The request.
Transcribe, without any alteration, the stretch of the listing below from the line containing "Report the location of each instance of the shed door" through the line containing "x=409, y=181", including both of those lines.

Raw records.
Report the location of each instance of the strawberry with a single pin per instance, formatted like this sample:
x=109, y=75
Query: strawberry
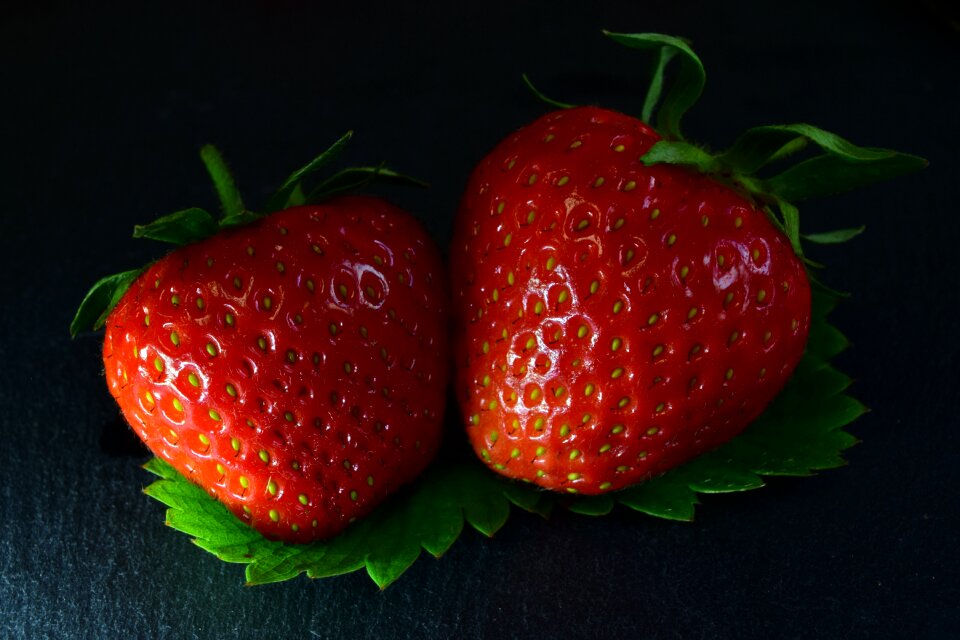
x=293, y=366
x=624, y=300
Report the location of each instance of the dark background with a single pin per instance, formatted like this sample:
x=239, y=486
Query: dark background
x=102, y=111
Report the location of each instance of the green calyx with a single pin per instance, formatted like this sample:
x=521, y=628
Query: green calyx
x=836, y=166
x=195, y=224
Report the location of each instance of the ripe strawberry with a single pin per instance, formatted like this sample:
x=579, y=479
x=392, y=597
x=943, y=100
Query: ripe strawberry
x=618, y=315
x=615, y=319
x=293, y=367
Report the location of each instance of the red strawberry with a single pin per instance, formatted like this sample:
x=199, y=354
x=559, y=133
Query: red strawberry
x=294, y=367
x=617, y=317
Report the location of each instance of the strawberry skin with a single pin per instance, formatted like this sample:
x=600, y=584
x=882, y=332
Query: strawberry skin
x=295, y=368
x=613, y=319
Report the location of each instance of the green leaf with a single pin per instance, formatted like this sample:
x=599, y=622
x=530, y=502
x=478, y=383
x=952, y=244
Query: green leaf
x=179, y=228
x=838, y=236
x=238, y=220
x=829, y=174
x=681, y=153
x=686, y=88
x=281, y=199
x=100, y=301
x=543, y=98
x=230, y=201
x=358, y=177
x=800, y=433
x=655, y=90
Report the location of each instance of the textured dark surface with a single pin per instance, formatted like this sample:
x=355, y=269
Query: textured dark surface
x=103, y=111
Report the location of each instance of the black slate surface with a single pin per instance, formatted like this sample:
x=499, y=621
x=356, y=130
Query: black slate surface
x=104, y=106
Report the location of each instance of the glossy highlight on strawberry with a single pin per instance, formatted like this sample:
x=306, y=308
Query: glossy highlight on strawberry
x=615, y=319
x=293, y=367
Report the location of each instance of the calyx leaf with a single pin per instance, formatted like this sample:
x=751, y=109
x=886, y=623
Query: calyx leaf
x=280, y=199
x=101, y=299
x=179, y=228
x=685, y=90
x=195, y=224
x=231, y=203
x=542, y=97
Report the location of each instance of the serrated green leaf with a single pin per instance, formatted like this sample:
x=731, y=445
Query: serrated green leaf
x=682, y=153
x=238, y=220
x=543, y=98
x=100, y=301
x=179, y=228
x=829, y=174
x=838, y=236
x=357, y=177
x=281, y=199
x=592, y=505
x=231, y=203
x=665, y=497
x=655, y=88
x=686, y=88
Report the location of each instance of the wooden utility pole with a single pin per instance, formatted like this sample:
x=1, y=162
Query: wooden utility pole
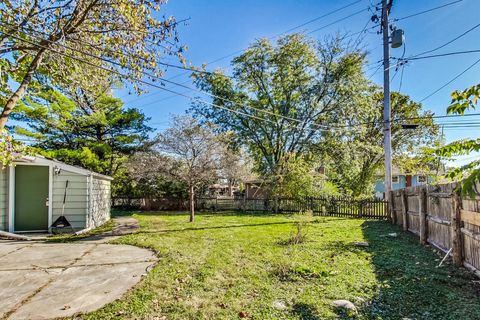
x=387, y=143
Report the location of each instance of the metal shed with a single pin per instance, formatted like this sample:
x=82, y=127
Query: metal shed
x=32, y=192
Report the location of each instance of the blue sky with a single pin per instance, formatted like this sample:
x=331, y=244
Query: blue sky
x=218, y=28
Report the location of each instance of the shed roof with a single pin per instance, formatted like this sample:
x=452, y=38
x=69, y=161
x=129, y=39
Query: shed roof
x=37, y=159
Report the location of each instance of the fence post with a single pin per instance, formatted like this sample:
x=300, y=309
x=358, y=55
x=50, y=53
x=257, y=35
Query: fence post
x=405, y=209
x=456, y=233
x=391, y=208
x=422, y=216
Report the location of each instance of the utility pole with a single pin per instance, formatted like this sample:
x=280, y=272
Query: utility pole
x=387, y=134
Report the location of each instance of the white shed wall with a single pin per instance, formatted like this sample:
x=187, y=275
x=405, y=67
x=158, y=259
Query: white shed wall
x=76, y=204
x=100, y=202
x=3, y=200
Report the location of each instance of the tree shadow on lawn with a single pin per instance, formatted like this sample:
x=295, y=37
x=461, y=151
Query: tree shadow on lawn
x=411, y=285
x=305, y=311
x=222, y=214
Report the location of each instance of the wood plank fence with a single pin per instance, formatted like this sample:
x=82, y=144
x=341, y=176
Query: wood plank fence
x=439, y=217
x=323, y=206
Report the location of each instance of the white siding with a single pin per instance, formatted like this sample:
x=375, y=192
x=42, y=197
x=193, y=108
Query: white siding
x=76, y=204
x=100, y=202
x=3, y=199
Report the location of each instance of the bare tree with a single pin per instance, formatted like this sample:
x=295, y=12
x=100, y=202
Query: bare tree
x=193, y=152
x=79, y=43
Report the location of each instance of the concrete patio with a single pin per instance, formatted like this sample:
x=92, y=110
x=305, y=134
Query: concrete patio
x=48, y=280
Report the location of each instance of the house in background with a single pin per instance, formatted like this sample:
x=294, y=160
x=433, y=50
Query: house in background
x=402, y=180
x=256, y=189
x=32, y=192
x=222, y=190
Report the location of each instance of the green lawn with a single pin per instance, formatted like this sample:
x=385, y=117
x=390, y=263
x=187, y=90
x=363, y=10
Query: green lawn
x=228, y=266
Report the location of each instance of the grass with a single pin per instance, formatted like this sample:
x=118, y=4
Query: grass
x=231, y=266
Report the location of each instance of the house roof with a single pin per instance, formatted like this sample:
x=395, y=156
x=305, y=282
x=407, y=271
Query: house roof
x=397, y=172
x=37, y=159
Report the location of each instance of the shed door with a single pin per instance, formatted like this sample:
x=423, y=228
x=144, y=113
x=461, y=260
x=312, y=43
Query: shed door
x=31, y=198
x=409, y=181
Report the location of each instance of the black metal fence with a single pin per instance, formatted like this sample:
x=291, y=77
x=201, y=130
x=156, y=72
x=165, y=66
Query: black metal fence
x=325, y=206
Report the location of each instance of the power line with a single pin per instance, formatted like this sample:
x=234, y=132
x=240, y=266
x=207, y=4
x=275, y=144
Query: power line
x=446, y=43
x=337, y=21
x=426, y=11
x=136, y=79
x=439, y=55
x=322, y=16
x=272, y=37
x=174, y=83
x=450, y=81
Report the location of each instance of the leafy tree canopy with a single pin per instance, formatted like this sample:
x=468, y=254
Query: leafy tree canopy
x=354, y=152
x=469, y=174
x=280, y=95
x=95, y=132
x=63, y=44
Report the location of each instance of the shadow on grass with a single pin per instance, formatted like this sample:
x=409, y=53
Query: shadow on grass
x=216, y=227
x=411, y=285
x=305, y=311
x=223, y=214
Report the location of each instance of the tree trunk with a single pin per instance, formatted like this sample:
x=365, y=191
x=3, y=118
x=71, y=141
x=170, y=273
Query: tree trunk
x=18, y=94
x=191, y=193
x=230, y=188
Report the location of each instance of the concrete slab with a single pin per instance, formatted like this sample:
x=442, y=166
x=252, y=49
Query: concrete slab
x=44, y=281
x=109, y=253
x=8, y=246
x=45, y=256
x=81, y=289
x=16, y=286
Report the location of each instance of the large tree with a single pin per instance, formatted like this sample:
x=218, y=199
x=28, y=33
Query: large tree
x=93, y=131
x=280, y=95
x=66, y=44
x=190, y=153
x=468, y=174
x=353, y=150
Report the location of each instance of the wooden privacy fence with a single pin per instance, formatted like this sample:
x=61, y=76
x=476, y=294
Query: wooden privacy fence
x=442, y=219
x=324, y=206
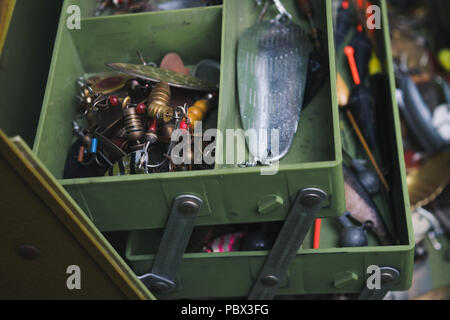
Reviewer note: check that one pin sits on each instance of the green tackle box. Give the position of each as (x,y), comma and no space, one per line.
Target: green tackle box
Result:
(139,205)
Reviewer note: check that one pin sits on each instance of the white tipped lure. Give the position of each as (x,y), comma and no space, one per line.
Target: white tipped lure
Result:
(272,63)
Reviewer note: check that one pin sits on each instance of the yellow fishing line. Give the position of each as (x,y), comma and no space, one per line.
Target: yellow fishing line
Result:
(6,10)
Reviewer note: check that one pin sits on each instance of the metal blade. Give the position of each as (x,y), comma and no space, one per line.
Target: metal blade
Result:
(174,79)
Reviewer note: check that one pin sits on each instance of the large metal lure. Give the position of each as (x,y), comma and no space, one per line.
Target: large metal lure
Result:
(272,63)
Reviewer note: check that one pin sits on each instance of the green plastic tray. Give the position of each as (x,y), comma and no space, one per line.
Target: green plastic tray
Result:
(140,204)
(144,201)
(314,271)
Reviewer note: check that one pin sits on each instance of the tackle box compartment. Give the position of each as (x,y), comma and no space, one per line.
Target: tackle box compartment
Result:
(140,204)
(144,201)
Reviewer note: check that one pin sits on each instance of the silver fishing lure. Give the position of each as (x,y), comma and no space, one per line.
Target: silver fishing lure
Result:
(272,62)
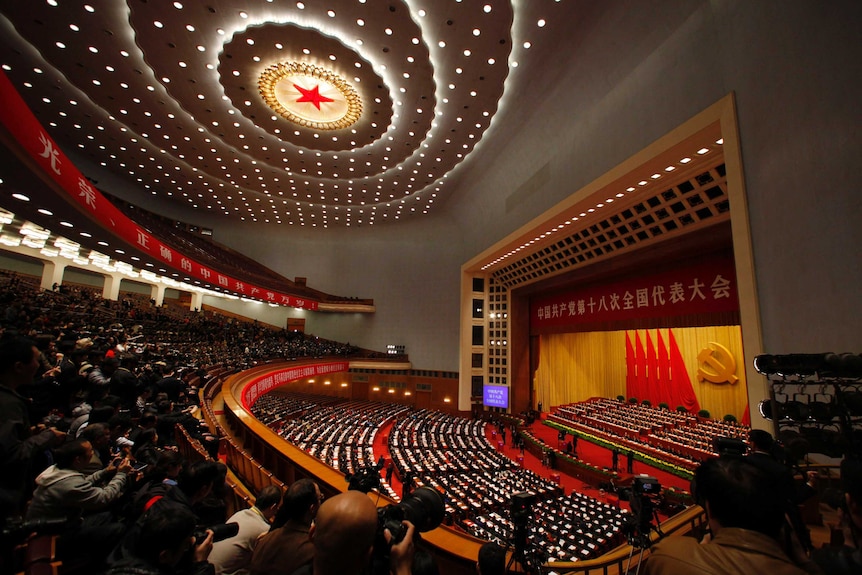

Result of this exercise.
Report the location of each instance of the shed door with a single pin per instance, formatted like this sample:
x=423, y=228
x=144, y=113
x=461, y=260
x=312, y=43
Query: shed door
x=31, y=198
x=409, y=181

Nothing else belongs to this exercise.